[[ Dataset content, beginning ]]

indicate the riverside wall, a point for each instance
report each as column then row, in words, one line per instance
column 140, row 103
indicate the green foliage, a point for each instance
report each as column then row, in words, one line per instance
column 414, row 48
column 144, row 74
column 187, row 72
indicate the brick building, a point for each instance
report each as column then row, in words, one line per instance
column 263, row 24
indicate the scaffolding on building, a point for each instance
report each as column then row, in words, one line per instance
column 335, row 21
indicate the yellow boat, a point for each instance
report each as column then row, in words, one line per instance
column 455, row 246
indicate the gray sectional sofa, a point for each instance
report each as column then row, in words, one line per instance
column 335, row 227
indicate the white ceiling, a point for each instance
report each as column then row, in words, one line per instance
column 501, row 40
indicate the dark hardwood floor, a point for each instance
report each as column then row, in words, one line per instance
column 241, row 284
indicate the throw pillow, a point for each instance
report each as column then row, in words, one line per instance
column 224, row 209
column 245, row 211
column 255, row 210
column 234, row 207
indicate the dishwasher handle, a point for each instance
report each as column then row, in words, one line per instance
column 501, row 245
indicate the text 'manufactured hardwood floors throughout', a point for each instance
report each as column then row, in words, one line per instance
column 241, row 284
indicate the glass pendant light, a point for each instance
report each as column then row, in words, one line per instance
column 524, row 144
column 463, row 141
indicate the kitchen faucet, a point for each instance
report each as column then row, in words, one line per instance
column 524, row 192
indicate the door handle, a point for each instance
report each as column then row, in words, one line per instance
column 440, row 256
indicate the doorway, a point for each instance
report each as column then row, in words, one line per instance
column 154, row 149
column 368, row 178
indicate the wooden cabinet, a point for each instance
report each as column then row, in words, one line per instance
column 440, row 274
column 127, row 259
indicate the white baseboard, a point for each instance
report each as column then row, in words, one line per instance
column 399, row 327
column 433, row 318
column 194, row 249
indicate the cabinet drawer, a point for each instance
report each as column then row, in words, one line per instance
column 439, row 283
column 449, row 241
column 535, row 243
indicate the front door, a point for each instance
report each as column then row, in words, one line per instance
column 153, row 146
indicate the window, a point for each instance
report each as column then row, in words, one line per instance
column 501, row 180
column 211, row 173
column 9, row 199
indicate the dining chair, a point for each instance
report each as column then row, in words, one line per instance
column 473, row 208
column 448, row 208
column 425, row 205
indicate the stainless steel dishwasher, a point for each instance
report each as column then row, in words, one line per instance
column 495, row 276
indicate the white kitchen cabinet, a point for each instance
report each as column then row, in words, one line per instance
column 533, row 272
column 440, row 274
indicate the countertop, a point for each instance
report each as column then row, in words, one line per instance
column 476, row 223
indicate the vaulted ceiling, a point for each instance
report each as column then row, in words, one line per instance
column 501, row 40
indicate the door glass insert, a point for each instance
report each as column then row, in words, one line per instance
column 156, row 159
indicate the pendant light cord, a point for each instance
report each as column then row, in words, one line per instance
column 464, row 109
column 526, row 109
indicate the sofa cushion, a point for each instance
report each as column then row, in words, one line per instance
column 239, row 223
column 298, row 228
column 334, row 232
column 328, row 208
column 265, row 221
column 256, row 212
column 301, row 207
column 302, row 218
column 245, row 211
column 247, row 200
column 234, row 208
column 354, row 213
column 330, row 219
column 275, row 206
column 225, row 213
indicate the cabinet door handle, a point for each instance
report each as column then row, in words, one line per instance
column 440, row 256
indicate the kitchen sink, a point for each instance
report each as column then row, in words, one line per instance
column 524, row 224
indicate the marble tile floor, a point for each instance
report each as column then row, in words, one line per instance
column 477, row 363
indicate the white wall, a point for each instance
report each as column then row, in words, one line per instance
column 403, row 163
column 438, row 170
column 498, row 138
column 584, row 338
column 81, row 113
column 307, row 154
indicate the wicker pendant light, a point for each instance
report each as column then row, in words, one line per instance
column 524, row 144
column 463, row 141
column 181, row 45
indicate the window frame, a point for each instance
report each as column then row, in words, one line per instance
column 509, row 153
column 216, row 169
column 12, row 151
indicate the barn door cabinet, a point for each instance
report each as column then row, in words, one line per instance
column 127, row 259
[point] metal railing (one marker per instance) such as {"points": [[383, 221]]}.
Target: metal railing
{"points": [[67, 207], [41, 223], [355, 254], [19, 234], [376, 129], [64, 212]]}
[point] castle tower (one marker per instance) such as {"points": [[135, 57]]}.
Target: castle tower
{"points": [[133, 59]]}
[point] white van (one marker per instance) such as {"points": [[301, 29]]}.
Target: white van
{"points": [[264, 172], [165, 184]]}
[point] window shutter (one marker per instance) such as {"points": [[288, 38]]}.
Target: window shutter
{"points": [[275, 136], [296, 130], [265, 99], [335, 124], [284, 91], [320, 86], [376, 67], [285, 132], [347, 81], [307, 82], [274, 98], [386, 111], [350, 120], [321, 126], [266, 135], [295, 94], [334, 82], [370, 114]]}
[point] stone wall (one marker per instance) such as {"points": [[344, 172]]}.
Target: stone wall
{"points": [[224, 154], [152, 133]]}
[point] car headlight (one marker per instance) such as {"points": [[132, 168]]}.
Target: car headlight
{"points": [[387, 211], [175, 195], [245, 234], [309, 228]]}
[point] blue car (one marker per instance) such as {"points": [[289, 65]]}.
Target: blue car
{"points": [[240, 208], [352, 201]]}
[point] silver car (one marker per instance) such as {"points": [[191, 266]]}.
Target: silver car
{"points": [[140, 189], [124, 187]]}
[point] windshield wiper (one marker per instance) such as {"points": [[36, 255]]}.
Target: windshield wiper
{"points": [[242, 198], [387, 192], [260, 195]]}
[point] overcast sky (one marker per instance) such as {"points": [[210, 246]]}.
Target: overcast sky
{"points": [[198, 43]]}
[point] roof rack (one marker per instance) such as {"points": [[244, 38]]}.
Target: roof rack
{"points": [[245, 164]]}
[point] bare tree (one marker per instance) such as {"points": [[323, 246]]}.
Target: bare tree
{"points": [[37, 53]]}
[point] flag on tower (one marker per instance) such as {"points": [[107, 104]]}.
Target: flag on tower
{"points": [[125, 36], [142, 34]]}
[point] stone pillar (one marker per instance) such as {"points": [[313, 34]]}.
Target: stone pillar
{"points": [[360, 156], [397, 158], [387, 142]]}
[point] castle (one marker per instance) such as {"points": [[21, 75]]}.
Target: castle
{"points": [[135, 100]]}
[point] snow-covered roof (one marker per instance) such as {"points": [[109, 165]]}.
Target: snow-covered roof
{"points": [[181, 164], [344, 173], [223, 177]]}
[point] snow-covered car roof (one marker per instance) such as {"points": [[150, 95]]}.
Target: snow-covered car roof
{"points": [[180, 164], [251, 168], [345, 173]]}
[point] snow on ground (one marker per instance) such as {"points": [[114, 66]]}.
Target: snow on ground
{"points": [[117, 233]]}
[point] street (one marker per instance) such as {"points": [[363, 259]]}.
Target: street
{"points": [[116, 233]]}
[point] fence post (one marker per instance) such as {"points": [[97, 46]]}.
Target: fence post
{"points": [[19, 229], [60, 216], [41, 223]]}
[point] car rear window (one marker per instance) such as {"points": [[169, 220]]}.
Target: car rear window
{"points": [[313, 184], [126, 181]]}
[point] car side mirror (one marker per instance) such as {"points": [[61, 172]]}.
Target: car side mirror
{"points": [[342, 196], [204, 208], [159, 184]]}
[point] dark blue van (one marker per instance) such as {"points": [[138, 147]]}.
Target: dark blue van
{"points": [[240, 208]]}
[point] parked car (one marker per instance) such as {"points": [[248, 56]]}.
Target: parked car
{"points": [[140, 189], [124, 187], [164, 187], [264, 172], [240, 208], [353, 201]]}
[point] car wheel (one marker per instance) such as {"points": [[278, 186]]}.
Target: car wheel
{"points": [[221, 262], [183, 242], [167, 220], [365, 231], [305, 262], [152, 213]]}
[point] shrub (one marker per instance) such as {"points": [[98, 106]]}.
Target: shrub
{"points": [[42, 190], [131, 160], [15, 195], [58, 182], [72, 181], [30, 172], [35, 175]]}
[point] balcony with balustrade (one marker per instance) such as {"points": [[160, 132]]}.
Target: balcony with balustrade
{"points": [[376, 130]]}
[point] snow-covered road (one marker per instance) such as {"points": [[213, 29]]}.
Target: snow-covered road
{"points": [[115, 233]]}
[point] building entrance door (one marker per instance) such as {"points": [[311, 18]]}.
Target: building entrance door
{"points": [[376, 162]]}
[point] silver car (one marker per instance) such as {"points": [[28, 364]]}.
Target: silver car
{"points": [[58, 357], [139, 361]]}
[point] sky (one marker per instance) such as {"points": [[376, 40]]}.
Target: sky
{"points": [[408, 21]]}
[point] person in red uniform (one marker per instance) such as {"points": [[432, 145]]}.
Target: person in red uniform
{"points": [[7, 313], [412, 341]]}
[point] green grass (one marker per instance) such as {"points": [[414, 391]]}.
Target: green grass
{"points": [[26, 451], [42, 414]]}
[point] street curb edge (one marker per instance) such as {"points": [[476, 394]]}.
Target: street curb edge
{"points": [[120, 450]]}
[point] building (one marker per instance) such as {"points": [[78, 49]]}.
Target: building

[[ Dataset content, end ]]

▶ **What is needed**: The answer should contain nothing except the lines from the one with "[point] building entrance" to the end of the material above, each given again exactly.

▶ **Output for this exercise**:
[point] building entrance door (one marker per instance) such as {"points": [[311, 18]]}.
Target: building entrance door
{"points": [[376, 162]]}
[point] silver car (one marker per instance) such as {"points": [[28, 364]]}.
Target: silver car
{"points": [[58, 357], [139, 361]]}
[point] sky (one marker per instance) such as {"points": [[376, 40]]}.
Target: sky
{"points": [[408, 21]]}
[point] person in red uniform (one marker per instance) such as {"points": [[432, 145]]}.
Target: person in red uniform
{"points": [[7, 313], [412, 341]]}
[point] green grass (one marker per instance) such as {"points": [[414, 391]]}.
Target: green grass
{"points": [[26, 451], [42, 414]]}
[point] street curb edge (one marker per instance) such as {"points": [[476, 394]]}.
Target: street curb edge
{"points": [[120, 450]]}
[point] building (one marker per instance) such as {"points": [[78, 49]]}.
Target: building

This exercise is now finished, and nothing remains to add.